TAREA 1
Responde a estas preguntas sobre el texto del quad y la Guardia Civil:
(a) ¿Qué distancia no le había dado tiempo a recorrer a quien narra cuando pasó el vehículo de la Guardia Civil?
(b) ¿Cuál es el segundo pensamiento que, según el texto, le vino a la mente?
(c) ¿Qué pudo haber preferido Dios en lugar de darle el último empujoncito al imbécil?
TAREA 2
Actualiza el fragmento del texto del quad y la Guardia Civil que va desde "En ese momento" hasta "poli cuando hace falta.", ambos incluidos, sustituyendo "quad" por "moto".

TEXTO FUENTE
+ + + + +
En ese momento a mí me vinieron a la mente los dos pensamientos que asaltarían a cualquier persona de bien es este caso. Primero, que Dios no existe, porque si existiera el idiota se habría pegado el ostiazo del siglo y habría acabado con los dientes desparramados por el asfalto y con el quad, que seguro que no ha terminado de pagar, siniestro total. Y segundo, que nunca hay un policía cerca cuando hace falta. En eso andaba yo pensando cuando, antes de que me hubiera dado tiempo a recorrer diez metros, pasó junto a mí, a una velocidad considerable y a la caza, un vehículo de la Guardia Civil. Así que no me quedó más remedio que tragarme mis palabras. Muy gustosamente, eso sí. Puede que, de vez en cuando, sí que haya un poli cuando hace falta.


En cuanto a lo otro, lo de Dios, habrá que dejarlo a la consideración de cada cual. A lo mejor sí que existe y lo único que pasa es que sus métodos son menos expeditivos de lo que serían los míos. Puede que en lugar de darle el último empujoncito al imbécil haya preferido poner un coche de la Guardia Civil en el cruce. Ya se sabe que sus caminos son inescrutables.
+ + + + +
Entradas guardadas

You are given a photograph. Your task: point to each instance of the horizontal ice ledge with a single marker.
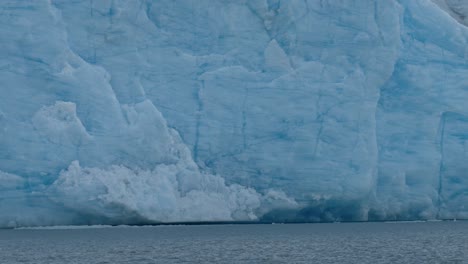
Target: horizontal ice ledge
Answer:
(120, 112)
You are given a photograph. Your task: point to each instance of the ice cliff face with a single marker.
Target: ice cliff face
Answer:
(120, 111)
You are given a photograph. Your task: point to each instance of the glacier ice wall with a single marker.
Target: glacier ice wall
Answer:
(119, 111)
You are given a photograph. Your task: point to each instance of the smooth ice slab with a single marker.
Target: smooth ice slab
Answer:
(166, 111)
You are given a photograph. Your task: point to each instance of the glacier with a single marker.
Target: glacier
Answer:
(134, 112)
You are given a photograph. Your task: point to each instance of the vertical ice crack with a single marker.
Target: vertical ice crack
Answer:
(199, 100)
(244, 119)
(441, 165)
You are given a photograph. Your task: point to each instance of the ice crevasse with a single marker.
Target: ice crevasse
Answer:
(127, 112)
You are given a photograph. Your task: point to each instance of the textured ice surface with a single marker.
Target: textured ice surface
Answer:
(209, 110)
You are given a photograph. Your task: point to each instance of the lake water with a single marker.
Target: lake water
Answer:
(423, 242)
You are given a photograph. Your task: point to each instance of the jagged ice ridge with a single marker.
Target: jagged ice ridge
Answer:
(121, 112)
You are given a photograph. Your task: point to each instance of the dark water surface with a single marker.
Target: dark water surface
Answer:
(431, 242)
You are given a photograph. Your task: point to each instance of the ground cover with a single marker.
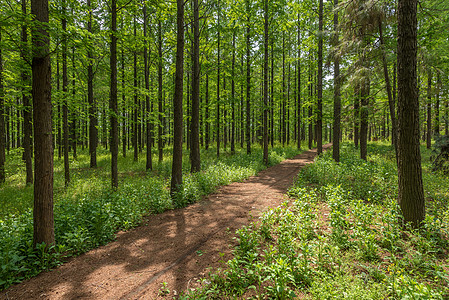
+ + + + +
RESPUESTA ESPERADA 1
(a) Diez metros.
(b) Que nunca hay un policía cerca cuando hace falta.
(c) Poner un coche de la Guardia Civil en el cruce.

RESPUESTA ESPERADA 2
En ese momento a mí me vinieron a la mente los dos pensamientos que asaltarían a cualquier persona de bien es este caso. Primero, que Dios no existe, porque si existiera el idiota se habría pegado el ostiazo del siglo y habría acabado con los dientes desparramados por el asfalto y con el moto, que seguro que no ha terminado de pagar, siniestro total. Y segundo, que nunca hay un policía cerca cuando hace falta. En eso andaba yo pensando cuando, antes de que me hubiera dado tiempo a recorrer diez metros, pasó junto a mí, a una velocidad considerable y a la caza, un vehículo de la Guardia Civil. Así que no me quedó más remedio que tragarme mis palabras. Muy gustosamente, eso sí. Puede que, de vez en cuando, sí que haya un poli cuando hace falta.